Among the lines of the records, find all that carry the word "below" and copy them.

- _Dataset records_:
Start of Block

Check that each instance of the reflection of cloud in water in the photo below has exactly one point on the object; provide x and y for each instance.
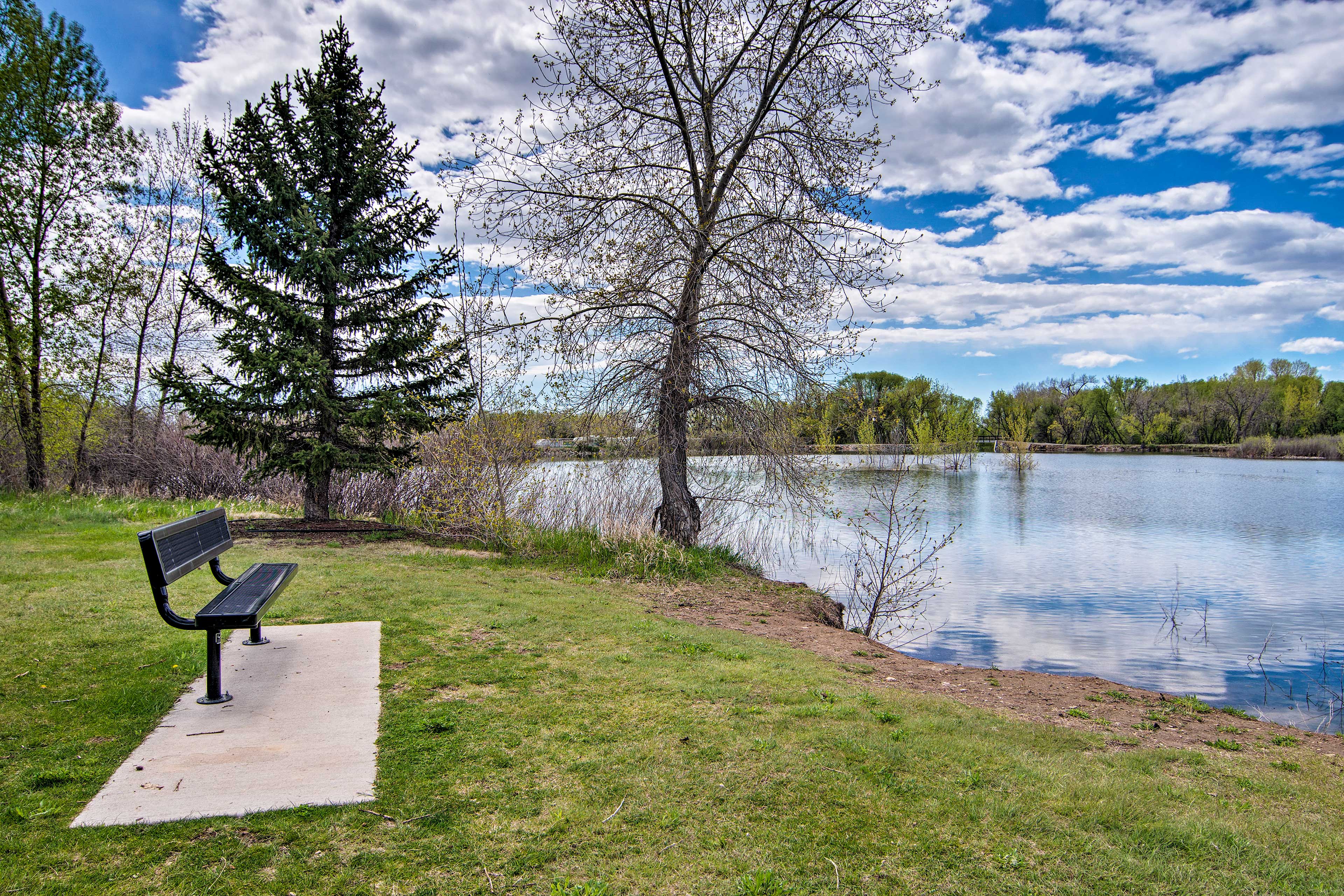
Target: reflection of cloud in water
(1066, 570)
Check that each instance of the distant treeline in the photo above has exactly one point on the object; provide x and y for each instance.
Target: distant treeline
(1281, 399)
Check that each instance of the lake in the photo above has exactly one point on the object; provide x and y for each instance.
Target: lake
(1068, 569)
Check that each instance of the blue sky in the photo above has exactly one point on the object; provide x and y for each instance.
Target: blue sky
(1139, 187)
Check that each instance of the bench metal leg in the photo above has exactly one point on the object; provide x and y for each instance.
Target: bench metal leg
(214, 687)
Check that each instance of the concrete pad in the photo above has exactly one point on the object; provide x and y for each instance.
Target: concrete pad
(300, 730)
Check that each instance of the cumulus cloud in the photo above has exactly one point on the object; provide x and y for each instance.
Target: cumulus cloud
(1123, 272)
(1208, 197)
(1314, 346)
(449, 68)
(1094, 358)
(1275, 68)
(994, 121)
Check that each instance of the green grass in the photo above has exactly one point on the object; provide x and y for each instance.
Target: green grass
(595, 747)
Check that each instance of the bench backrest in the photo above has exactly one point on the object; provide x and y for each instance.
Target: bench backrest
(173, 551)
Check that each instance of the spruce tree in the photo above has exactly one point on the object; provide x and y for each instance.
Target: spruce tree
(326, 301)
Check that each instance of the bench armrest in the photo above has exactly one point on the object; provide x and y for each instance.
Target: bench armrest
(160, 588)
(218, 573)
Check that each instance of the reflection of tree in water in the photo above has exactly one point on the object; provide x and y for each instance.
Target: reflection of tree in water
(1320, 700)
(1176, 618)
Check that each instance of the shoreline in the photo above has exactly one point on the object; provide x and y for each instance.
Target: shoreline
(1128, 718)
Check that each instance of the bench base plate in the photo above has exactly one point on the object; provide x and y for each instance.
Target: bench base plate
(300, 730)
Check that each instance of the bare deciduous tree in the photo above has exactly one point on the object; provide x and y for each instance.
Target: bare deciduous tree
(690, 191)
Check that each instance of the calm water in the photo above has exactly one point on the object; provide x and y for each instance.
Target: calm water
(1068, 570)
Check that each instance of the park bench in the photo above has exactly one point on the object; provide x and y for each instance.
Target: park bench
(174, 550)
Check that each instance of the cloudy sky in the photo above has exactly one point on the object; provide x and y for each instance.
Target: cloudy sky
(1140, 187)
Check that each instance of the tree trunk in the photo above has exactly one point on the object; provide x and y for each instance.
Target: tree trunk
(34, 442)
(23, 399)
(318, 496)
(679, 515)
(135, 387)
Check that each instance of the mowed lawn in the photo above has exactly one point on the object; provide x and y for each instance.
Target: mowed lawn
(547, 726)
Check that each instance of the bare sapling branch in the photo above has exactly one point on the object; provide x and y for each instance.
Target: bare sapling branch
(890, 572)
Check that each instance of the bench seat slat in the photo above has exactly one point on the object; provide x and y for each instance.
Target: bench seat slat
(244, 602)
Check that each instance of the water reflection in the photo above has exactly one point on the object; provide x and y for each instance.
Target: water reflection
(1069, 567)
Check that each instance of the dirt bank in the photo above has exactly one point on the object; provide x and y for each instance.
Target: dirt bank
(1126, 716)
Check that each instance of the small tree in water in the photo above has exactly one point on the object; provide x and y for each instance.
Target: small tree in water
(891, 570)
(334, 343)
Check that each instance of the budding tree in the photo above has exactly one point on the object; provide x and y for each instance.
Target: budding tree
(689, 190)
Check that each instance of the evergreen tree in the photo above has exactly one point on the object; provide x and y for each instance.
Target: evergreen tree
(330, 330)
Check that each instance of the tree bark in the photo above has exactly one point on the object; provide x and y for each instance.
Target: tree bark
(15, 362)
(679, 515)
(318, 496)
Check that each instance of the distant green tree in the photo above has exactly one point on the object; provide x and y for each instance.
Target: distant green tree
(61, 148)
(1332, 407)
(331, 332)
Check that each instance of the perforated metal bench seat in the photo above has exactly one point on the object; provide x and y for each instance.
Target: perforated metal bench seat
(245, 601)
(175, 550)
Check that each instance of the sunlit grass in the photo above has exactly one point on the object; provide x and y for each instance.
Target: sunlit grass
(547, 734)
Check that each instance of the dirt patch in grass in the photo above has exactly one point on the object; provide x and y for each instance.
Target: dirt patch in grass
(331, 532)
(1128, 716)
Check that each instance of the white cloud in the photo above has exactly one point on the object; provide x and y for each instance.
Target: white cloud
(1314, 346)
(1276, 68)
(1116, 234)
(1181, 37)
(1208, 197)
(1094, 359)
(991, 124)
(449, 68)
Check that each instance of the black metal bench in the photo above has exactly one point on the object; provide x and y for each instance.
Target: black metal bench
(173, 551)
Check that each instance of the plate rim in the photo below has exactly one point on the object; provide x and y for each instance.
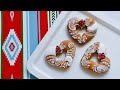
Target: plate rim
(30, 62)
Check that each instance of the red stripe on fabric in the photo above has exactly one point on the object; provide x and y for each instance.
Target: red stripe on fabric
(8, 70)
(43, 23)
(38, 26)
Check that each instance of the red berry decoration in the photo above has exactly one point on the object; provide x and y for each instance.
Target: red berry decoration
(101, 55)
(82, 23)
(58, 50)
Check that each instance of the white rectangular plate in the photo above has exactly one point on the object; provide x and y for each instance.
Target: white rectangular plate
(108, 33)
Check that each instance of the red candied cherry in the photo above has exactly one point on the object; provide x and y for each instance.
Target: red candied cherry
(101, 55)
(82, 23)
(58, 50)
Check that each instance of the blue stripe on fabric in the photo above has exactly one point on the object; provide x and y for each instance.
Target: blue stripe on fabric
(33, 33)
(27, 39)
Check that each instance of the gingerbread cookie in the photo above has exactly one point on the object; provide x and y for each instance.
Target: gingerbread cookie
(51, 54)
(104, 64)
(88, 24)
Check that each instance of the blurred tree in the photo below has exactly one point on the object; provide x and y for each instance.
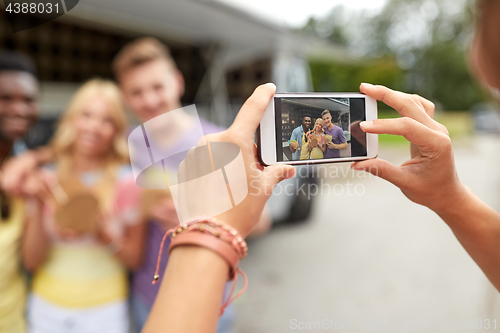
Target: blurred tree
(410, 45)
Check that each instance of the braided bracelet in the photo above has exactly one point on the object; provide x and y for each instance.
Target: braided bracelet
(216, 236)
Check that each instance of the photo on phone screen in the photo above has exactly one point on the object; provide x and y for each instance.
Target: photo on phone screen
(319, 128)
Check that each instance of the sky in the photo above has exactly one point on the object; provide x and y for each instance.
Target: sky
(295, 14)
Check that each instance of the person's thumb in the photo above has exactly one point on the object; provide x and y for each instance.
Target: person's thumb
(382, 169)
(274, 174)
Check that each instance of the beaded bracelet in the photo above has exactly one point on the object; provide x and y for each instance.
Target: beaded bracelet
(215, 236)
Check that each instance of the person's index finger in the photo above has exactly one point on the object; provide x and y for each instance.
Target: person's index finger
(250, 114)
(409, 128)
(406, 105)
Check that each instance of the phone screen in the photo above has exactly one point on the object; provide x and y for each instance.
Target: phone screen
(310, 128)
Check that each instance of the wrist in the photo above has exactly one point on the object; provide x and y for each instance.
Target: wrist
(455, 203)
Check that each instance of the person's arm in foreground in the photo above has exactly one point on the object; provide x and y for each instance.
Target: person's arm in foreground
(429, 178)
(190, 295)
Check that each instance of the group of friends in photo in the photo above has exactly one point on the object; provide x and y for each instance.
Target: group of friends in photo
(323, 140)
(58, 276)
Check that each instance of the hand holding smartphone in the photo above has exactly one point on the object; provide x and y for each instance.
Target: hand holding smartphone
(313, 128)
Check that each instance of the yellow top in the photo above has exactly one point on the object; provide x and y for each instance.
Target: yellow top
(12, 284)
(81, 276)
(316, 152)
(81, 273)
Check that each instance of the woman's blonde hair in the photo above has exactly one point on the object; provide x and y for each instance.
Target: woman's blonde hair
(65, 136)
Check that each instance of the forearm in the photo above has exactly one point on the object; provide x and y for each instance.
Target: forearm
(36, 242)
(477, 227)
(190, 295)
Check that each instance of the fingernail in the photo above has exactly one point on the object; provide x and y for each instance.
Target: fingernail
(360, 168)
(367, 85)
(366, 123)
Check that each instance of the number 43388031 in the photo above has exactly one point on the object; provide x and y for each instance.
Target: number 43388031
(32, 8)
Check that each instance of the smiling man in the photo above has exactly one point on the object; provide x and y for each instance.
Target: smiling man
(18, 110)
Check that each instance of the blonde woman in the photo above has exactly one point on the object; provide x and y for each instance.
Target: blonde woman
(80, 279)
(316, 136)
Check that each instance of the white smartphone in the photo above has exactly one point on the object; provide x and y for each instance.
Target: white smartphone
(313, 128)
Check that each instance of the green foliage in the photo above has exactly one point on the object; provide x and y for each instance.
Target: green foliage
(340, 77)
(411, 45)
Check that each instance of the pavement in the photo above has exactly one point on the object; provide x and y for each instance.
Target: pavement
(370, 260)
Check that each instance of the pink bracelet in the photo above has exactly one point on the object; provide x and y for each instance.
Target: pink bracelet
(216, 236)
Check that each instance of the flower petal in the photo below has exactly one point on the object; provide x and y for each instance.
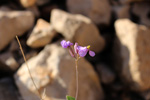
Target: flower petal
(82, 51)
(76, 48)
(92, 53)
(66, 44)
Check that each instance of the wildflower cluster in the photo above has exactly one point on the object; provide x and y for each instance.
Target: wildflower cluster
(78, 51)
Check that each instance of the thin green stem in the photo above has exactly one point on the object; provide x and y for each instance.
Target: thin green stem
(76, 61)
(28, 68)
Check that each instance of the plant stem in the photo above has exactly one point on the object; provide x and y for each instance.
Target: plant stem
(76, 61)
(28, 68)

End of Block

- _Task response_:
Check that each instance of the reflection of cloud in water in the photo below has exactly one point on the object; provide x and y for each instance.
Check that each instance of the plate rim in the photo below has exactly one point on the object; provide x and y for each instance.
Check that each instance of the blurred tree in the photo below has exactly one point on the object; provide x and y for each instance.
Check that each instance of the flower petal in the photo below has exactly one point on the object; provide x and y for each instance.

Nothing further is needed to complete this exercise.